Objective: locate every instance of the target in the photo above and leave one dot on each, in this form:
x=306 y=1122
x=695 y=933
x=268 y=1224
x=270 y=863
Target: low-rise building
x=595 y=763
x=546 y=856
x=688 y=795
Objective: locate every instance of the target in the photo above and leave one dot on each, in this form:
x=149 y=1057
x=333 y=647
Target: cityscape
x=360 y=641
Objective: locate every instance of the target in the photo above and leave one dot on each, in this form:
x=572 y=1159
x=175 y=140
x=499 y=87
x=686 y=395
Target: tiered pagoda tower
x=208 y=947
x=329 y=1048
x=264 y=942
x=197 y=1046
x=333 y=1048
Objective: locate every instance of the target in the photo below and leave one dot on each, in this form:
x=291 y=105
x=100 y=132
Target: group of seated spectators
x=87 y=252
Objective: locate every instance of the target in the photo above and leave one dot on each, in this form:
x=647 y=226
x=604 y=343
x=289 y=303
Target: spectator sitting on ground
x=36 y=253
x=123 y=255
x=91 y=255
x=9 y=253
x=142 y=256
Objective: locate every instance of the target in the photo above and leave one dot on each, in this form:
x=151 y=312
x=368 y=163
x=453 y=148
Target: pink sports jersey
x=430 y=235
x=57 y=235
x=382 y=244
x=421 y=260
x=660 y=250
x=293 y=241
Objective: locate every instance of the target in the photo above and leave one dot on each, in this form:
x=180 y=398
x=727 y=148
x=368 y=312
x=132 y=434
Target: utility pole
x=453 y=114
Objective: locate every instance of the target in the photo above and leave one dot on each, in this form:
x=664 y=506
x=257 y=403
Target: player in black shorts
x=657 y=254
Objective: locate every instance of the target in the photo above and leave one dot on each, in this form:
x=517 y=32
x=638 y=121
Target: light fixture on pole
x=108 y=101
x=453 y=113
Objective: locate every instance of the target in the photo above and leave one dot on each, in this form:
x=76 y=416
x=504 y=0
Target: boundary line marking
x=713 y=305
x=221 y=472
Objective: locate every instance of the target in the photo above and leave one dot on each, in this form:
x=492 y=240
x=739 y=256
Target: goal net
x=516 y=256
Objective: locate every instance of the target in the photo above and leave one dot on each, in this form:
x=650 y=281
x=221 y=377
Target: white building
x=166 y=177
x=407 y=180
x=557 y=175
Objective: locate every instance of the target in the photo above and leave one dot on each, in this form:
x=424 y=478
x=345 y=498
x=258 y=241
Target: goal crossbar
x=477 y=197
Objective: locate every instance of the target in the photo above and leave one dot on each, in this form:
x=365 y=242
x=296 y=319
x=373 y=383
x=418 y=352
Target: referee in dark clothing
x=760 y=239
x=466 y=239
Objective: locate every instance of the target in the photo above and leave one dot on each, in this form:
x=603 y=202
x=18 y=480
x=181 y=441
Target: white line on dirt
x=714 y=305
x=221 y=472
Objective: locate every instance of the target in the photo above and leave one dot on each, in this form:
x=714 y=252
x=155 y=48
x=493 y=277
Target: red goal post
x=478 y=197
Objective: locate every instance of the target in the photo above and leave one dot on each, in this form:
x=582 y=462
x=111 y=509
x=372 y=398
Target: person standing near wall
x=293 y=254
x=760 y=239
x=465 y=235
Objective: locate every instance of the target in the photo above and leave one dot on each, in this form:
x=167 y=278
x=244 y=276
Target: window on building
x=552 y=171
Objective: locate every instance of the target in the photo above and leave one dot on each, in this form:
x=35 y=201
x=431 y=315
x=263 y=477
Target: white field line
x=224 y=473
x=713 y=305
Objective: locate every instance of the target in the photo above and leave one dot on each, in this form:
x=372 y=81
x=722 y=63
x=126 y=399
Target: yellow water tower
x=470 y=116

_PROBLEM REQUIREMENTS_
Copy all of the items above word for word, with every line in its original order.

_ANSWER TO THE EXERCISE_
Objective: locate every instance of the target in the photo above and leave one dot on each, in this form:
x=306 y=1122
x=695 y=933
x=268 y=1224
x=270 y=863
Target: low-rise building
x=595 y=763
x=546 y=856
x=688 y=795
Objective: locate every instance of the target in the photo above and leave one dot on each, in this form:
x=149 y=1057
x=333 y=647
Target: cityscape
x=360 y=641
Objective: locate every instance of the target in the photo above and leave one dot on each, in this form:
x=572 y=1159
x=175 y=140
x=499 y=87
x=686 y=395
Target: tiered pagoda tower
x=208 y=947
x=329 y=1048
x=264 y=942
x=197 y=1046
x=333 y=1048
Objective: locate every instance of the target in the photo below and leave one dot on each, in this form:
x=291 y=105
x=100 y=132
Target: group of seated spectators
x=87 y=252
Objective: locate every instance of the target in the photo above and leave one dot on each, in this form:
x=647 y=226
x=604 y=343
x=289 y=303
Target: spectator sitting on ground
x=36 y=253
x=123 y=255
x=91 y=255
x=9 y=253
x=142 y=256
Objective: locate every instance of the target in the photo above and leave one dot on each, in this form:
x=151 y=312
x=368 y=163
x=453 y=148
Target: pink sports jersey
x=430 y=235
x=57 y=235
x=382 y=244
x=421 y=260
x=660 y=250
x=293 y=241
Objective: locate every instance of the target in the photo above and leave one dot on each, in this form:
x=180 y=398
x=727 y=148
x=368 y=312
x=132 y=434
Target: utility pole
x=453 y=114
Objective: locate every instance of the target in the photo above and leave one dot on each, in this form:
x=664 y=506
x=257 y=403
Target: player in black shorts
x=657 y=254
Objective: locate every instance of the target in the photo above and leave one dot on each, in this form:
x=517 y=32
x=638 y=121
Target: light fixture on pole
x=108 y=101
x=453 y=113
Objective: locate every instance of the target in the photo above and leave one dot on each, in this form:
x=76 y=416
x=504 y=0
Target: boundary line marking
x=713 y=305
x=221 y=472
Objective: locate every instance of the target in the photo above and leave one dot on each, in this form:
x=492 y=240
x=739 y=256
Target: goal net
x=516 y=256
Objective: locate every instance of the target in the photo above and leave one dot on each, in this form:
x=650 y=281
x=221 y=377
Target: white building
x=166 y=177
x=407 y=180
x=557 y=175
Objective: locate every instance of the target in the photo above and leave one dot on each, in this form:
x=424 y=478
x=345 y=498
x=258 y=241
Target: goal crossbar
x=477 y=197
Objective: locate every instance of the target in the photo above and leave one dot on each, in this form:
x=365 y=242
x=296 y=319
x=373 y=383
x=418 y=352
Target: referee in dark clothing
x=760 y=239
x=466 y=239
Objective: locate every instance of the target in the photo above and leave one dot on each, in this form:
x=603 y=202
x=18 y=480
x=181 y=441
Target: white line on dirt
x=714 y=305
x=221 y=472
Objective: locate every instance of the target in the photo above and leave one dot on each, in this form:
x=714 y=252
x=155 y=48
x=493 y=277
Target: red goal post
x=478 y=197
Objective: locate every instance of the target in the photo above and leave one dot on each, in this form:
x=582 y=462
x=111 y=509
x=372 y=398
Target: person standing near wall
x=293 y=254
x=760 y=239
x=465 y=235
Objective: locate every instance of the target in the photo above and leave one dot on each, in this form:
x=167 y=278
x=244 y=276
Target: window on building
x=552 y=171
Objective: locate every instance of the target in the photo above and leave one dot on each, in this form:
x=35 y=201
x=431 y=315
x=263 y=477
Target: white field line
x=224 y=473
x=713 y=305
Objective: locate every instance of the target in the photo above and leave one dot on each, in this form:
x=372 y=81
x=722 y=63
x=126 y=399
Target: yellow water tower
x=470 y=116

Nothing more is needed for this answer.